# WHAT NEEDS TO BE DONE
Your task is to copy each line of the material below that includes "ground".

○ ○ ○

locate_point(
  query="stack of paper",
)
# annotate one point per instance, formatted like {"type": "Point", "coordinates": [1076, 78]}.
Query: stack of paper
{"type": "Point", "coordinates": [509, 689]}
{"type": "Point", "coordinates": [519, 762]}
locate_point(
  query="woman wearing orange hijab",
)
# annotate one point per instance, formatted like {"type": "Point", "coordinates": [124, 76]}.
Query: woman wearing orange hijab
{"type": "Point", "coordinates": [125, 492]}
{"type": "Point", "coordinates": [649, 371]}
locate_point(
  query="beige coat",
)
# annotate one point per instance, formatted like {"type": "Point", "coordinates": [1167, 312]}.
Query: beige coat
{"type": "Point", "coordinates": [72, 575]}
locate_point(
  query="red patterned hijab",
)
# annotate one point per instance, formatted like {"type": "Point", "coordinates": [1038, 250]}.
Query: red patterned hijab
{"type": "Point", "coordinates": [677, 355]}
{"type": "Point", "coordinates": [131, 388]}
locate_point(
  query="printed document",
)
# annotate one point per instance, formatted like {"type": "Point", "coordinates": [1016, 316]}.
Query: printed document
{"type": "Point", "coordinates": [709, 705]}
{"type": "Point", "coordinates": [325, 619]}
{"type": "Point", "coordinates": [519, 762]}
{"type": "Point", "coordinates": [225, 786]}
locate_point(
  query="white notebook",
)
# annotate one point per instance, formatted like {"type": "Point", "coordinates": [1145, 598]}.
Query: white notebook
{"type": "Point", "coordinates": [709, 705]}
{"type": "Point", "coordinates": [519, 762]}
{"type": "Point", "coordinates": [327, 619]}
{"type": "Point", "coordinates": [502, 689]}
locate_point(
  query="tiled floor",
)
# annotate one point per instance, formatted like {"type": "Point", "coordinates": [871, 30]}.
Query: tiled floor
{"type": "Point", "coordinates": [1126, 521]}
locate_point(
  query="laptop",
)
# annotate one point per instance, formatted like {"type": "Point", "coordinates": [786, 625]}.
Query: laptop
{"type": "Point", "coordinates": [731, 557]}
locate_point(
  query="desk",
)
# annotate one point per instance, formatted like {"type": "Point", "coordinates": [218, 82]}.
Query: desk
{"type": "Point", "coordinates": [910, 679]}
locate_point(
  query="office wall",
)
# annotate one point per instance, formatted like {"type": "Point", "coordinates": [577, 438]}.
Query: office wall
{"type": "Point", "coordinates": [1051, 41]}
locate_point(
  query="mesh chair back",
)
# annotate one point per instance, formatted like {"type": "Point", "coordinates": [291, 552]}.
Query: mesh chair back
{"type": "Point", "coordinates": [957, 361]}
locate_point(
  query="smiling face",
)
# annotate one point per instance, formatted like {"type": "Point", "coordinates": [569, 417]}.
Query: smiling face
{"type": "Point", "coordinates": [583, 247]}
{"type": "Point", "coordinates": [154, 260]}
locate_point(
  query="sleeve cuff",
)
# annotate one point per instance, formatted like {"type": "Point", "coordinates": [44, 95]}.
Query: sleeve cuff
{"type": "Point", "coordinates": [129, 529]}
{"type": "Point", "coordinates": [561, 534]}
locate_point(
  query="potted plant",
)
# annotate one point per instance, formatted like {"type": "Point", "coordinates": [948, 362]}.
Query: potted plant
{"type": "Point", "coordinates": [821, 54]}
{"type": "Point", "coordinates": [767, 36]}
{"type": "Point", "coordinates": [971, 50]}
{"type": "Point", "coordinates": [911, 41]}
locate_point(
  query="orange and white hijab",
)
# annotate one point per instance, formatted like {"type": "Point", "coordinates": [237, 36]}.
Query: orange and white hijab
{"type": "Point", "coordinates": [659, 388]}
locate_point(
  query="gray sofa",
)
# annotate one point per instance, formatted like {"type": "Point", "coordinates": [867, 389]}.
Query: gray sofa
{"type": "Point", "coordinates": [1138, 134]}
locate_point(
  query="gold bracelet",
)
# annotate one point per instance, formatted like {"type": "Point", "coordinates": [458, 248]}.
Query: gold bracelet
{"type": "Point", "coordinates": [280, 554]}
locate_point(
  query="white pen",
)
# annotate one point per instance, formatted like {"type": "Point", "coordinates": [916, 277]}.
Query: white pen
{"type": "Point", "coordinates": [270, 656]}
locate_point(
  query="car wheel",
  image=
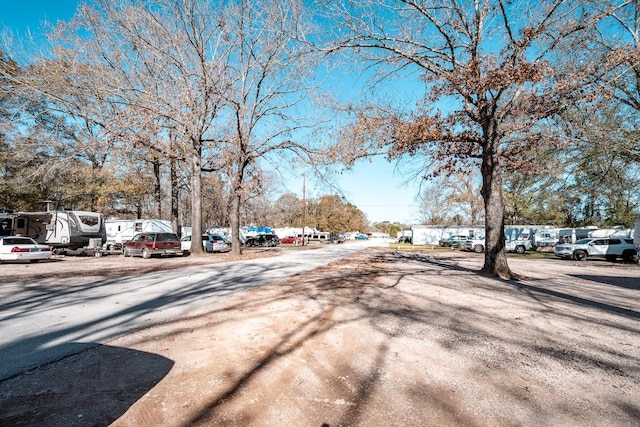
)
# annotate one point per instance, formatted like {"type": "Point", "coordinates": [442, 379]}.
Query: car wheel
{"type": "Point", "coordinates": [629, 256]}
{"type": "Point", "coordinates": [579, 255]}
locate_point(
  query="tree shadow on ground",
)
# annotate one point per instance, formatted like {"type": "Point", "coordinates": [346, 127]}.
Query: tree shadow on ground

○ ○ ○

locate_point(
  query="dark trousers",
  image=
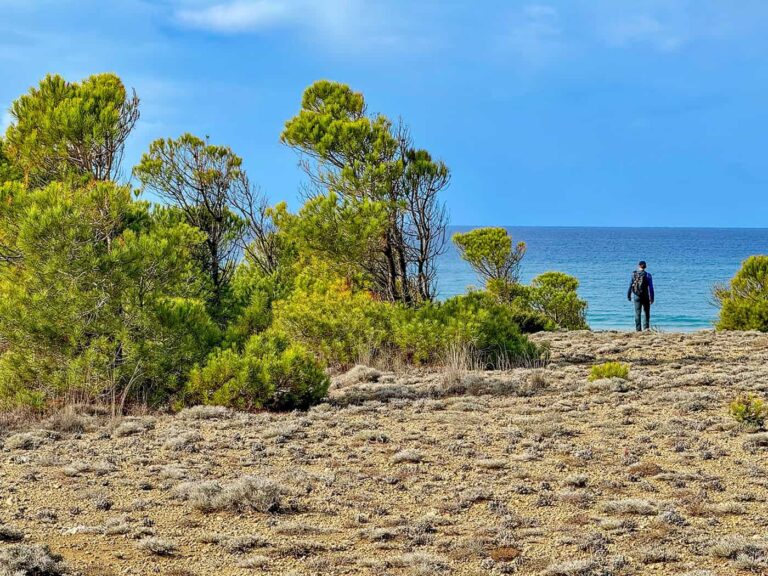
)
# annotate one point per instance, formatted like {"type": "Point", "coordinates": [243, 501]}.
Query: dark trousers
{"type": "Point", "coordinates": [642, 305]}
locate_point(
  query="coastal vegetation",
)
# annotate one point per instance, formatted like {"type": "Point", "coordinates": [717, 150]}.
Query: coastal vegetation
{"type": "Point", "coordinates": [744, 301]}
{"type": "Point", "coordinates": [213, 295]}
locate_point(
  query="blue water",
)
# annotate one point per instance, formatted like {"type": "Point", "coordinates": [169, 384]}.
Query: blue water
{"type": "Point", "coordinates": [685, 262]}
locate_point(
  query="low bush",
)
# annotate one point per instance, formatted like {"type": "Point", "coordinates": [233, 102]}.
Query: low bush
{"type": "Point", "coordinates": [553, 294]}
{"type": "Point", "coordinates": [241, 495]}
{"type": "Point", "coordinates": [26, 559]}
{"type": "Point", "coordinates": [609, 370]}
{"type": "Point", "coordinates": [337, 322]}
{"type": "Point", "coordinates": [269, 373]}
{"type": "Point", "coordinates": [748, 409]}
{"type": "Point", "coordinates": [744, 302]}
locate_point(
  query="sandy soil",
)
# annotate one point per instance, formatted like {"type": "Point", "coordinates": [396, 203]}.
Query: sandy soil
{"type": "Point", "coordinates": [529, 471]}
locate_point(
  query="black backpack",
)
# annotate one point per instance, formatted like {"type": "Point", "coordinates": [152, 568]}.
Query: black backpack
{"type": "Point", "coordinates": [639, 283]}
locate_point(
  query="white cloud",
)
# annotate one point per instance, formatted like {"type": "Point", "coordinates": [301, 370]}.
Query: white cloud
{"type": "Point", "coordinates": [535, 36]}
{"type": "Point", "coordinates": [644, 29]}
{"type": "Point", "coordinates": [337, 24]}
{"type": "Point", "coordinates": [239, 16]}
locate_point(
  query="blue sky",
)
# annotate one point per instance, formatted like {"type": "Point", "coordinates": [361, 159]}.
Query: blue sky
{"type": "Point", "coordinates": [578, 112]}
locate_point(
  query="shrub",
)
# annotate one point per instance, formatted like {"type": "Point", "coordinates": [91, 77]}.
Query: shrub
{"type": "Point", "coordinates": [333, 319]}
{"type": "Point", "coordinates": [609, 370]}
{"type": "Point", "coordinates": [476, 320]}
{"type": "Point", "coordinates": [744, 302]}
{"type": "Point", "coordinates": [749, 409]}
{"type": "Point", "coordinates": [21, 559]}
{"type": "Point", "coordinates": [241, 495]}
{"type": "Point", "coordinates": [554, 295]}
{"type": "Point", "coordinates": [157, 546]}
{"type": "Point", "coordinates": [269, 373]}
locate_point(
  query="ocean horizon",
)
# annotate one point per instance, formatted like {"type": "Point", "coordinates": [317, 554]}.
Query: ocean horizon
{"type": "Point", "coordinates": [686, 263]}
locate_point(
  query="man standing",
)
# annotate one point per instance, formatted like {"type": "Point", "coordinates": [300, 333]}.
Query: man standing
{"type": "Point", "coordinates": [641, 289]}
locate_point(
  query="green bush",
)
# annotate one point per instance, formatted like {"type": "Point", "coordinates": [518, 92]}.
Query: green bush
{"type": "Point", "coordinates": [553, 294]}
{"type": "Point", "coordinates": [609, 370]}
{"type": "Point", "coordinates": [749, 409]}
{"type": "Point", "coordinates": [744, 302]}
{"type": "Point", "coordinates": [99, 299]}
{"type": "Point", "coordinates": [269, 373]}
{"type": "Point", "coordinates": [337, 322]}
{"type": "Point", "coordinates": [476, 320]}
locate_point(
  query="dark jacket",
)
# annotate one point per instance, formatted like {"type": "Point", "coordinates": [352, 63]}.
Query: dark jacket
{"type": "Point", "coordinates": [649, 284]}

○ ○ ○

# EXERCISE RESPONSE
  query="tree shadow on ground",
Query: tree shadow on ground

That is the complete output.